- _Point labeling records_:
^^^^^^^^
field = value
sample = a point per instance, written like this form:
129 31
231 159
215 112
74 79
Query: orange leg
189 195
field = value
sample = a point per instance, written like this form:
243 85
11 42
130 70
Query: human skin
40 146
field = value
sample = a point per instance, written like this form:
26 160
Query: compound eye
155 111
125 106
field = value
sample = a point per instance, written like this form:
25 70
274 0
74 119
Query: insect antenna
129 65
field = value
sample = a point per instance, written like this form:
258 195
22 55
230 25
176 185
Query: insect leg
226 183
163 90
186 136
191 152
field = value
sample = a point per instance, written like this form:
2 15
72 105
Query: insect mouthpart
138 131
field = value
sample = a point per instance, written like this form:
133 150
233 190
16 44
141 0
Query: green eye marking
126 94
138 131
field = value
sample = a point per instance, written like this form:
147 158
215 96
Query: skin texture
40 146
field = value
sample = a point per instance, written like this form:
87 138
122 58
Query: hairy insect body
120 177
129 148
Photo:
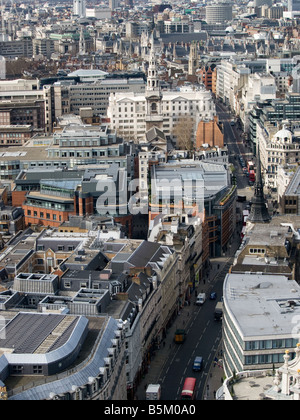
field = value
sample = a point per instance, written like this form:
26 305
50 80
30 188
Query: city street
172 364
236 148
203 339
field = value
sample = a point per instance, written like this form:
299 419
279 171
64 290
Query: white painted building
258 324
132 114
79 8
127 112
279 149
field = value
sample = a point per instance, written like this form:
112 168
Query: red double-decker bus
188 390
251 171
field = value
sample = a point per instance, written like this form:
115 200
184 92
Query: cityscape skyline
149 201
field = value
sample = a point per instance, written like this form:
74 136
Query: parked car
198 364
213 296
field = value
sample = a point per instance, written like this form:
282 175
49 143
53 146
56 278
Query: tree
184 132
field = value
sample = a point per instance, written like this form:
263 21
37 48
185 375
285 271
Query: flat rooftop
29 333
262 305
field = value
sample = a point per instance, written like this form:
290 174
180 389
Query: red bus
188 390
251 170
250 166
252 176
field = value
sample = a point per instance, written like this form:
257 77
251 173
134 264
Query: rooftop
270 302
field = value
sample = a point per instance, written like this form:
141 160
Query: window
37 369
^^^^^^^^
- _TASK_:
Repeat all of the records above word for word, but leave the pictures out.

- _PROBLEM SOLUTION_:
field = value
sample = a point per instance, written like this form:
129 31
231 159
215 112
74 79
Query: orange leg
189 195
field = value
sample = a point per instance, written like this form:
243 85
11 42
130 70
Query: human skin
40 146
field = value
sample = a point per instance, written like this form:
26 160
Query: compound eye
155 111
125 106
field = value
sample = a point per instance, written like this form:
25 70
274 0
74 119
Query: insect antenna
129 65
field = value
sample = a point per instance, written like this form:
258 195
22 55
230 25
176 185
Query: insect leg
226 183
163 90
186 136
191 152
field = value
sample = a point per instance, written like this form:
2 15
72 105
Query: insect mouthpart
138 131
field = value
sample = a point per instance, written like this form:
133 150
233 190
16 44
141 0
Query: green eye marking
126 94
138 131
field = value
sample = a point per instance, written like this form:
147 158
215 96
Query: skin texture
40 146
field = value
sample = a point per instance, written like this form:
87 138
122 58
Query: hairy insect body
120 177
129 148
Photo:
field = value
sample = a point per instance, written like this form:
26 305
50 80
30 188
Query: city street
172 364
236 148
203 339
field = value
sample = a point per instance, written like this form:
299 419
279 171
64 290
Query: white painted building
258 324
132 114
79 8
127 112
279 149
field = value
sample = a point per instance, written like this form:
112 168
Query: red double-decker bus
188 390
251 171
field = value
sample = a point per instance, written like this form:
115 200
184 92
Query: cityscape skyline
149 201
field = value
sample = a point per instance, written like this form:
74 136
Query: parked car
198 364
213 296
field = value
sample = a point per instance, written like this form:
282 175
49 143
53 146
56 278
Query: tree
184 132
field = value
sample = a point per instance, written like this form:
263 21
37 48
185 375
285 271
Query: flat rooftop
29 333
262 305
field = value
sample = a point per instance, written like this form:
290 174
180 389
Query: red bus
188 390
251 170
250 166
252 176
field = value
sample = a point per instance, written like this form:
257 77
251 173
134 264
Query: rooftop
270 302
field = value
sample = a point per instance, written like this form:
141 160
Query: window
37 369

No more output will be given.